# Description of the task
Rewrite the lines below with each occurrence of "microscope image" changed to "closet photograph", leaving everything else as it is.

# Data listing
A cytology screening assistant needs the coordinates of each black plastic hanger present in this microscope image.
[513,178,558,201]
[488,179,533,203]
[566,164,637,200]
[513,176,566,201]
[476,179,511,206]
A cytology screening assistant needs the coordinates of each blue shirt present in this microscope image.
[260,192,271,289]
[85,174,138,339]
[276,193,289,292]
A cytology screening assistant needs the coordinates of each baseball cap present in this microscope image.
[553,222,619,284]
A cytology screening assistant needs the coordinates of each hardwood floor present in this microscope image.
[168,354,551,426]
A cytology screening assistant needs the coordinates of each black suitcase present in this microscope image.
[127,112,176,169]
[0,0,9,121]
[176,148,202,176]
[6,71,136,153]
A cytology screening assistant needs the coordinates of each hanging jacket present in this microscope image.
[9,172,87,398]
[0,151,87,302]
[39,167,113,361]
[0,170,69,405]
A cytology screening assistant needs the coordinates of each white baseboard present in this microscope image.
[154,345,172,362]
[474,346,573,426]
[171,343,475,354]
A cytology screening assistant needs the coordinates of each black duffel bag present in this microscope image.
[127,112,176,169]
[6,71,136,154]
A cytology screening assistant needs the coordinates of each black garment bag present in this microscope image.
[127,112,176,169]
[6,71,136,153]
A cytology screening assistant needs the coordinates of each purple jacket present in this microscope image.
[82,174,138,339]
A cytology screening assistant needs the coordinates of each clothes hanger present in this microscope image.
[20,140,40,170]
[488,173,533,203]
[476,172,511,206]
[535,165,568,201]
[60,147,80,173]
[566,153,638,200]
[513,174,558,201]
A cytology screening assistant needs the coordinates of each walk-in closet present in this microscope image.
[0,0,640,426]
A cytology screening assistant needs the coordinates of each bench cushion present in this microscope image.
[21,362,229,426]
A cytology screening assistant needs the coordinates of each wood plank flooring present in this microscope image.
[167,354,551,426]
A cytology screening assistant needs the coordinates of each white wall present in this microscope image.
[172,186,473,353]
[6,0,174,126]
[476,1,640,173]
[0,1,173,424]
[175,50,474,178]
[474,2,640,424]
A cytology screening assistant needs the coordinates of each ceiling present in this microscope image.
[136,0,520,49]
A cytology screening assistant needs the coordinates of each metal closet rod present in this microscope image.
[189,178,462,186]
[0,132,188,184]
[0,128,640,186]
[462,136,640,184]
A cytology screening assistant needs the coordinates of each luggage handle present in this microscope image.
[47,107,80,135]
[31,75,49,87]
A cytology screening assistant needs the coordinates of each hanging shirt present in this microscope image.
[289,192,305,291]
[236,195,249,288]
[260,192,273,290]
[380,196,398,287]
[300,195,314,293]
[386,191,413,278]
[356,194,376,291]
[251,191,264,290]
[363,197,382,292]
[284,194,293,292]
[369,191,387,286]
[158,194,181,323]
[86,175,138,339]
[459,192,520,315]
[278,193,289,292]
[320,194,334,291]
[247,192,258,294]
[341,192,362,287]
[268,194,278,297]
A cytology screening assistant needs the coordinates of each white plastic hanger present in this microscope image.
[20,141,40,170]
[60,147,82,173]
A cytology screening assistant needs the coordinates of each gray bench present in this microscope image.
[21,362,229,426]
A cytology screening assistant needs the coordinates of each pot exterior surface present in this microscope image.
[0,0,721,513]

# In response
A cytology screening assistant needs the coordinates of each black plastic hanger present in this closet photograph.
[513,178,558,201]
[488,179,533,203]
[566,164,637,200]
[513,176,566,201]
[476,179,511,206]
A cytology screening assistant needs the coordinates of each blue shirt present in this closet photograph.
[260,192,271,289]
[85,174,138,339]
[276,193,289,292]
A cytology screening assistant needs the coordinates of each baseball cap present in this closet photograph.
[553,222,619,284]
A cytology screening assistant needs the coordinates of each hardwood floor present in this closet photograph.
[168,354,551,426]
A cytology screening assistant needs the coordinates of each black suitcase present in this closet photograph.
[127,112,176,169]
[0,0,9,121]
[176,148,202,176]
[6,71,136,153]
A cytology screening assistant needs the coordinates of each hanging jacket present in this closet photograph.
[9,172,87,398]
[0,151,87,302]
[39,167,113,361]
[0,170,69,405]
A cytology screening assistant needs the coordinates of each white baseboard present in this closet photograph.
[154,345,172,362]
[474,346,573,426]
[171,343,475,354]
A cytology screening assistant needs the coordinates of each black duffel bag present in this closet photograph.
[127,112,176,169]
[6,71,136,154]
A cytology screening assistant needs the coordinates of each black garment bag present in this closet photograph.
[127,112,176,169]
[6,71,136,153]
A cytology screening assistant needs the coordinates of each purple jacket present in this closet photograph.
[82,174,138,339]
A cytology screening assistant needs the coordinates of each clothes hanger present in this closet photograph.
[20,140,40,170]
[488,173,533,203]
[476,172,511,206]
[535,165,568,201]
[60,147,80,173]
[566,153,638,200]
[513,174,558,201]
A cytology screening assistant needs the coordinates of each walk-in closet present in this closet photograph.
[0,0,640,426]
A cytology screening assistant needs the coordinates of each bench cushion present in this closet photograph.
[21,362,229,426]
A cytology screening assistant needs the coordinates of each wood plank flooring present in this closet photograph.
[167,354,551,426]
A cytology screening assistant needs the coordinates of each white wall present in this closet photograph.
[172,186,473,353]
[6,0,174,126]
[476,1,640,173]
[0,1,173,424]
[175,50,474,178]
[474,2,640,424]
A cytology screening assistant needs the coordinates of each ceiling present in this closet photograph.
[136,0,520,49]
A cytology screening assistant needs the coordinates of each metal closet rod present in this closet photograph.
[189,178,462,186]
[0,132,188,184]
[0,128,640,186]
[462,136,640,184]
A cytology screening assistant needs the coordinates of each luggage handle present in this closet photograph.
[47,107,80,135]
[31,75,49,87]
A cytology screening assistant needs the coordinates of each hanging shirt present in this closet photograph.
[289,192,305,291]
[236,195,249,288]
[260,192,273,290]
[380,196,398,287]
[300,195,314,293]
[386,191,413,278]
[356,194,376,291]
[251,191,264,290]
[363,197,382,292]
[284,194,293,292]
[369,191,387,286]
[158,194,181,323]
[86,175,138,339]
[459,192,520,315]
[278,193,289,292]
[320,194,334,291]
[247,192,258,294]
[341,192,362,287]
[268,194,278,297]
A cytology screening assistant needs the coordinates of each white plastic hanger present in this closet photograph.
[20,141,40,170]
[60,147,82,173]
A cytology screening assistant needs the coordinates of each gray bench present in this closet photograph.
[21,362,229,426]
A cytology screening assistant needs the coordinates of each pot exterior surface present in this closet photograph.
[0,0,721,513]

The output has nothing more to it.